▸ Requirements:
Pull out each line of the rows below that contains the word "outdoor", and copy those lines unchanged.

▸ Source records:
****

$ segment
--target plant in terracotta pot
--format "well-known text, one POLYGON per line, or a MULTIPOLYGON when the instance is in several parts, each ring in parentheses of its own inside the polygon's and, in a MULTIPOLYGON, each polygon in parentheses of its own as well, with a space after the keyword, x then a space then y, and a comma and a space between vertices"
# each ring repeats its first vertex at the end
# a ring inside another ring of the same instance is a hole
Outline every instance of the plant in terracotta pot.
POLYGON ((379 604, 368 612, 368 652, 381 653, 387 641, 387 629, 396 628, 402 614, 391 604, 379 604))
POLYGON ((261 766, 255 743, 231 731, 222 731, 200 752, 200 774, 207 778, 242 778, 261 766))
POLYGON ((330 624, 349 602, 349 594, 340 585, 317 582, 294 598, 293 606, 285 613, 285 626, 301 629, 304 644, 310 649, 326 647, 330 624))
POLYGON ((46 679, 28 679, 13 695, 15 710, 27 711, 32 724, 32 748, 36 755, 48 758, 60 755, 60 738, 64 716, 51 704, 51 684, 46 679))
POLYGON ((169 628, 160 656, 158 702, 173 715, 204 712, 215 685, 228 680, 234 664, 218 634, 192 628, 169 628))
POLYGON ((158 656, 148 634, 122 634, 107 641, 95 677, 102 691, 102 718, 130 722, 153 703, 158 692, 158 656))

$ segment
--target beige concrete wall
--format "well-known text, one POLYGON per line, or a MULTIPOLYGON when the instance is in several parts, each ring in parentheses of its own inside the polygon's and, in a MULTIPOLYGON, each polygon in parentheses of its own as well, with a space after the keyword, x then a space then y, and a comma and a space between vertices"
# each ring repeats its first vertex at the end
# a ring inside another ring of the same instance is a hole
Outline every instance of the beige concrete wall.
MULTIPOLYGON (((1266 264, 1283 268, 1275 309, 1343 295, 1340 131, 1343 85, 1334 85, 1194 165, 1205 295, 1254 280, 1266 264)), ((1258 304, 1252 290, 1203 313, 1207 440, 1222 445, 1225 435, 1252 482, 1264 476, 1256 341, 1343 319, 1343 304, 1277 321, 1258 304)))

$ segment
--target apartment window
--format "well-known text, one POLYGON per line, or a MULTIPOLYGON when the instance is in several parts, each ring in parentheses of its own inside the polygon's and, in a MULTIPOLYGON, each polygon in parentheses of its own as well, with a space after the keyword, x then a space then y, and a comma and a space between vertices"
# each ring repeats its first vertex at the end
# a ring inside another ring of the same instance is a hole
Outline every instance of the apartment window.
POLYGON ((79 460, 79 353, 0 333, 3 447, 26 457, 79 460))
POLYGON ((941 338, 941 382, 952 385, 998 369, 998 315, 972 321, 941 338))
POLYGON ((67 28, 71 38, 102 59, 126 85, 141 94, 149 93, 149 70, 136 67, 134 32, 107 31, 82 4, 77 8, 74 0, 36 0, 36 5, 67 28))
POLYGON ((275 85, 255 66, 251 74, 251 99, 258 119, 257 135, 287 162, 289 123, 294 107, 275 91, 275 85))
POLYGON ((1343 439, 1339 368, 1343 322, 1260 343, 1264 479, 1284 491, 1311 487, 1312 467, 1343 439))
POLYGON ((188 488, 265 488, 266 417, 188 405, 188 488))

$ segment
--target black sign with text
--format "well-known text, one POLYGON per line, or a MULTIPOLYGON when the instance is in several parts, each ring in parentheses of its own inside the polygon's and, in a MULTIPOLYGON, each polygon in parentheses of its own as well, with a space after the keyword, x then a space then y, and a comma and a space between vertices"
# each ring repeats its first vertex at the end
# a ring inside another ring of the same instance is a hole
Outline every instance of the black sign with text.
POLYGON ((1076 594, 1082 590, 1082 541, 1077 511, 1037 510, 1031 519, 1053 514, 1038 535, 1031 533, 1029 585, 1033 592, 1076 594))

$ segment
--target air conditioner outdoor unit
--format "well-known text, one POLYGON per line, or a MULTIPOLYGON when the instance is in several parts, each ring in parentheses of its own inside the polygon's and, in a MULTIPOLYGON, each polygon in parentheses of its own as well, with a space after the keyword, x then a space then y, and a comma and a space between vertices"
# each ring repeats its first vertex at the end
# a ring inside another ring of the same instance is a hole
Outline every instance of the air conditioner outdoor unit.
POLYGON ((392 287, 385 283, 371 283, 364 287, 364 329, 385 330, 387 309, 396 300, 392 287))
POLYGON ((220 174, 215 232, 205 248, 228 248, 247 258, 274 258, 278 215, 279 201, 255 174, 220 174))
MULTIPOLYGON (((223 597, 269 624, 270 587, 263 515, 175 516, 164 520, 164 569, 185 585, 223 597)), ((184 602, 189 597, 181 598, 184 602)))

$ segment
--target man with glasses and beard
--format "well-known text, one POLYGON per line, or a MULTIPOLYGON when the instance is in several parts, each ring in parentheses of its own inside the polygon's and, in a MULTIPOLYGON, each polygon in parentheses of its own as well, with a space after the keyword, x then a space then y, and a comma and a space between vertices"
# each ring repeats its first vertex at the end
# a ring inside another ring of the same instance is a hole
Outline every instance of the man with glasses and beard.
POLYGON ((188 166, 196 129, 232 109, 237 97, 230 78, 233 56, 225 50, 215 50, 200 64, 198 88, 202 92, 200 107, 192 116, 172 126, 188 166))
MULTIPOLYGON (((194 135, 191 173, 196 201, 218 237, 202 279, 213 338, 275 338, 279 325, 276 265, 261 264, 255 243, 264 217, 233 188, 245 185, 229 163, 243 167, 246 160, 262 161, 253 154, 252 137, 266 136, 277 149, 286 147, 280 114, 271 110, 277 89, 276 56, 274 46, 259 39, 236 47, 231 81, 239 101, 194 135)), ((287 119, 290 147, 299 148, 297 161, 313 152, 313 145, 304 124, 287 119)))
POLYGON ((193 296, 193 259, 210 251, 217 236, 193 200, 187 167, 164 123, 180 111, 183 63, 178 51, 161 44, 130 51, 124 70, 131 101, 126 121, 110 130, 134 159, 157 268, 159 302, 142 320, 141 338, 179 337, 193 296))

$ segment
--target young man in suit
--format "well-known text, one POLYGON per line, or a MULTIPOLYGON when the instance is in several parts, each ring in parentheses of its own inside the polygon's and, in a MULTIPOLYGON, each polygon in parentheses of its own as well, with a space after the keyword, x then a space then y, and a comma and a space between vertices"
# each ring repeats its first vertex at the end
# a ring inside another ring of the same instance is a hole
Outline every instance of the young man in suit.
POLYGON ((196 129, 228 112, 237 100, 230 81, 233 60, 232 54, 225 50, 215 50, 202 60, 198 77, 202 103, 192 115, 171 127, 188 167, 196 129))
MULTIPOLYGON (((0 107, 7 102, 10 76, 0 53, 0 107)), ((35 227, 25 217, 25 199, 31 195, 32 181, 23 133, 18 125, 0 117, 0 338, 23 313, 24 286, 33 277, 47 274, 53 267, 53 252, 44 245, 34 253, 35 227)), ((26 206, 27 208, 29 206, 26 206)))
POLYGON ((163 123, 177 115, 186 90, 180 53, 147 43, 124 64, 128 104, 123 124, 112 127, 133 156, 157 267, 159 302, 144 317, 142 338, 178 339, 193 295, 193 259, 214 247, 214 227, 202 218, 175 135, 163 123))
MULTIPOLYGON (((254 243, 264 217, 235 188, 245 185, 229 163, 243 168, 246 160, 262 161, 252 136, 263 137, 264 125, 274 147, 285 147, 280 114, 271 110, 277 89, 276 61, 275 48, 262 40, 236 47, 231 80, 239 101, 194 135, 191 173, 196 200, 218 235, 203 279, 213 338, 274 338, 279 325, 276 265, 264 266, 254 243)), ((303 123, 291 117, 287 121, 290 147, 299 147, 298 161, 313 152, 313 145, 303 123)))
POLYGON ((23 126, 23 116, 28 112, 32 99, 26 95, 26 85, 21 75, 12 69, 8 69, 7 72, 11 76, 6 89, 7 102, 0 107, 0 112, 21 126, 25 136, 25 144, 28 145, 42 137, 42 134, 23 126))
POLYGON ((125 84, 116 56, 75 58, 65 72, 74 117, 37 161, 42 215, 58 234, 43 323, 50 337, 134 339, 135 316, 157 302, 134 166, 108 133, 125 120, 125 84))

****

▸ Solution:
--target air conditioner outdoor unit
Outline every instance of the air conditioner outdoor unit.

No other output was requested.